■ EXERCISE INSTRUCTIONS: Reproduce exactly the lines below, from the first through the one containing "In this exercise you will pick out the bridge", and nothing more.
::::::::
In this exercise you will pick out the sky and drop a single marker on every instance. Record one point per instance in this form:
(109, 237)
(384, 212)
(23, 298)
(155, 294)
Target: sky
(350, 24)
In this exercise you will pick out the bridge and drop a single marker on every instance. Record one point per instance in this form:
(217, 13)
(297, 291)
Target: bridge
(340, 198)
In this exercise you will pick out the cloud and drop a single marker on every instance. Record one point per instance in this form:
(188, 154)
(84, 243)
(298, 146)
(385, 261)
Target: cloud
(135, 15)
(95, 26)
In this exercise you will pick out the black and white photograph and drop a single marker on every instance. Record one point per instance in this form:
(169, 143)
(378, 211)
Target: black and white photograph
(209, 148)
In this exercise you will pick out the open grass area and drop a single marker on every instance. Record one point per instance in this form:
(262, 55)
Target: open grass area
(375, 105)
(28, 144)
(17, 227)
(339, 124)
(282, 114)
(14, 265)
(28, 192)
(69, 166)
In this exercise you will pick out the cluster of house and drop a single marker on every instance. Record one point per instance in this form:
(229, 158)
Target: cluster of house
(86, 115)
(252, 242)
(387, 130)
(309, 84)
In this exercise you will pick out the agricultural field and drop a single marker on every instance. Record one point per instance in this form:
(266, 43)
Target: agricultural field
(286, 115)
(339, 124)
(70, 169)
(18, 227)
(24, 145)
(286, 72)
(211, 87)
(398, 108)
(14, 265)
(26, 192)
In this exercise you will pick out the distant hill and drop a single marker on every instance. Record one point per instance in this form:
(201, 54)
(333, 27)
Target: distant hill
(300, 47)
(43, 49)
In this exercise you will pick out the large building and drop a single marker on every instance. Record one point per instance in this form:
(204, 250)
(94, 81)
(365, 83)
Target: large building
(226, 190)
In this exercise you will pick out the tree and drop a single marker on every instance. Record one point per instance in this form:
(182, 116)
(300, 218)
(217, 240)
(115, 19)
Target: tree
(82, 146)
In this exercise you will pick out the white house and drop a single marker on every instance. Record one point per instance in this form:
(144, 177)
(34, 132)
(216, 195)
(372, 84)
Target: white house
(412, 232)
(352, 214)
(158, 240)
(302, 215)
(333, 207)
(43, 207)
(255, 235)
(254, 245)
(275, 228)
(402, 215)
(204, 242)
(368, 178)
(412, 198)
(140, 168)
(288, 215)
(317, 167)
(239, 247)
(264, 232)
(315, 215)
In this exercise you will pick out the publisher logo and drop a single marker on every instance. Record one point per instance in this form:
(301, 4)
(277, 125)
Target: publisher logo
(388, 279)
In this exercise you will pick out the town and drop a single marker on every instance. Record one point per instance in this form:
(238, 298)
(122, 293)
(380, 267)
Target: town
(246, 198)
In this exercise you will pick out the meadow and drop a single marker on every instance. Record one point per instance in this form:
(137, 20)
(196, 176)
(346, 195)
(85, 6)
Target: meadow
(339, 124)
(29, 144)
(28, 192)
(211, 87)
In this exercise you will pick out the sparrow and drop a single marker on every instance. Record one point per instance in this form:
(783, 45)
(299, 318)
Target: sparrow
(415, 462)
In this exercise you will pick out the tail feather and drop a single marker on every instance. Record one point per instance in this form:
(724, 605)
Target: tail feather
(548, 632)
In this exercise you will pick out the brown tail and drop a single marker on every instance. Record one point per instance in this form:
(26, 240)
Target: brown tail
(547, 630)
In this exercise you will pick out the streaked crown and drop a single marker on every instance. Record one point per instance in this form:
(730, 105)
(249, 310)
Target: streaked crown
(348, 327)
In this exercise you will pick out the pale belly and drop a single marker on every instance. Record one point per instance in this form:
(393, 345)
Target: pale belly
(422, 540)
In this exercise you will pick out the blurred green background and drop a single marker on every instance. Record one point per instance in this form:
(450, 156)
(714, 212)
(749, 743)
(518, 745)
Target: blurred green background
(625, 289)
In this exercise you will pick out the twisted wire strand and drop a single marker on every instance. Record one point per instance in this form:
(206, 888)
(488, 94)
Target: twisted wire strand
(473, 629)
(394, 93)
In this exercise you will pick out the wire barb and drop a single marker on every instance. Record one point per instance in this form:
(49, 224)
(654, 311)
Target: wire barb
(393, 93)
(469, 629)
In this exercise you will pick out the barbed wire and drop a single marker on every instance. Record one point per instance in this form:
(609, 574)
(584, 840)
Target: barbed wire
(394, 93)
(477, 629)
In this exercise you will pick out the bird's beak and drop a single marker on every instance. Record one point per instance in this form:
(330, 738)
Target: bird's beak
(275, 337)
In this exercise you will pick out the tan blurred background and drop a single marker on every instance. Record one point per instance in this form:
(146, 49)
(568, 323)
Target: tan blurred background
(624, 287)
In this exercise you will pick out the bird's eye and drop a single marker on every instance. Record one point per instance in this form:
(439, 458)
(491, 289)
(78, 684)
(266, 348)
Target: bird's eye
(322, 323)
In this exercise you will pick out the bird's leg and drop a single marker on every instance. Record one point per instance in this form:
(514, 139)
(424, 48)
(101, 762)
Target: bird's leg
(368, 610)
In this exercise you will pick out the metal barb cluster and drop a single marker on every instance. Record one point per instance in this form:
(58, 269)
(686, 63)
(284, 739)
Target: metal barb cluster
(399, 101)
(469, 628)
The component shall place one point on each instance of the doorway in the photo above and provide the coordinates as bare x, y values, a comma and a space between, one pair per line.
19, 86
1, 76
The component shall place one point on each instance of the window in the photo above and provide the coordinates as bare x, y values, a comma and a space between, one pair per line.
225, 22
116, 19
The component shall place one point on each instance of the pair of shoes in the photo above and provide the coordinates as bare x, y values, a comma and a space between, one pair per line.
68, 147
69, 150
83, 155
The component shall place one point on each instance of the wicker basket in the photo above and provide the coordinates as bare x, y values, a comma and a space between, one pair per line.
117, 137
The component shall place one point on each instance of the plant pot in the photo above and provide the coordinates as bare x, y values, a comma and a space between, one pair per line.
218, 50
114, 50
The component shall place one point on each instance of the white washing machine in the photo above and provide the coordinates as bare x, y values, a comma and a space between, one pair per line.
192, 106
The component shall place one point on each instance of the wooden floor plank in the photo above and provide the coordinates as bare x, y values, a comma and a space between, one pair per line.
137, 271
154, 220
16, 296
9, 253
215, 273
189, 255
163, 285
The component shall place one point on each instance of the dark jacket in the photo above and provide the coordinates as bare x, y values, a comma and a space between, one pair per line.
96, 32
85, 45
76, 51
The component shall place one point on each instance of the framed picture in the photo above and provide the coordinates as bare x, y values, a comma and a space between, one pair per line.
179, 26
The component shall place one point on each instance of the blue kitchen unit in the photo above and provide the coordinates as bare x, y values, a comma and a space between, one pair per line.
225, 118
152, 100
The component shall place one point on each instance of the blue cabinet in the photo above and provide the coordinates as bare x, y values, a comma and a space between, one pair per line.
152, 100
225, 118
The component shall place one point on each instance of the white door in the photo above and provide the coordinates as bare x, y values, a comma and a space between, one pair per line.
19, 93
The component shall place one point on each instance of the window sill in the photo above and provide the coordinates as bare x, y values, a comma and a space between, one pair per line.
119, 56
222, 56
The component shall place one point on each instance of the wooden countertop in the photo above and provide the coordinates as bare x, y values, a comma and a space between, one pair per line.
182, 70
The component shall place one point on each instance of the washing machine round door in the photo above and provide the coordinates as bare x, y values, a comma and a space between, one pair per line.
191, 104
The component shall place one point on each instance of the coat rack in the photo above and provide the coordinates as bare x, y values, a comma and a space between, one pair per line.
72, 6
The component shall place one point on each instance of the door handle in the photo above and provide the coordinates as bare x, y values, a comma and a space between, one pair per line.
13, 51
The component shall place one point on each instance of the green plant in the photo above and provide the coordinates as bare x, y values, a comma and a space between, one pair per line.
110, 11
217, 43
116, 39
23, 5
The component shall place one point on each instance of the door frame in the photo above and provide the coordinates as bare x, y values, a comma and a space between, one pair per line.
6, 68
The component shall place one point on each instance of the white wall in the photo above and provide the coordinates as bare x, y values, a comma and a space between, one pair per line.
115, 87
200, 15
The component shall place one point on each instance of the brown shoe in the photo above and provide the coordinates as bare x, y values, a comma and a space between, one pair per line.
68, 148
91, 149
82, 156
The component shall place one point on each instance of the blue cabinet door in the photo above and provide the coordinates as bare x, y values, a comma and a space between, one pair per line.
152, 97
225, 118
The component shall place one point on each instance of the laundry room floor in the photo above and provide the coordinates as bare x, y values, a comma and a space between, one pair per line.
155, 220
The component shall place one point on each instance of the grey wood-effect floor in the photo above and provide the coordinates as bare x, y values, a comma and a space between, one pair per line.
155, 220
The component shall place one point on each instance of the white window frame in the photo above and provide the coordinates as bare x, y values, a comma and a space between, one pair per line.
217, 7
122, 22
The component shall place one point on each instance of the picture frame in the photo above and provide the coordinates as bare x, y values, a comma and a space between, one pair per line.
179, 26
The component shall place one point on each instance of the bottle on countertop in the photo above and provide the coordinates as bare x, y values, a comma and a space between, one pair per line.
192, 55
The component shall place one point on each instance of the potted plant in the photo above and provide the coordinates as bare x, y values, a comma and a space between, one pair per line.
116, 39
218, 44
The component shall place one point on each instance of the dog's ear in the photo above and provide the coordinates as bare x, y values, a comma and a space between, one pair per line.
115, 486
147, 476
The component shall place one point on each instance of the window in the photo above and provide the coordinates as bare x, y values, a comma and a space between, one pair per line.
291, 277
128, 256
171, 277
::::::::
■ ANSWER BOX:
In this exercise you will pick out the sky and drop a single marker on every instance. Record one point per instance in this form:
(109, 237)
(384, 212)
(23, 298)
(155, 294)
Target: sky
(350, 24)
In this exercise you will pick out the bridge and drop a single marker on every instance. Record one point per instance in this form:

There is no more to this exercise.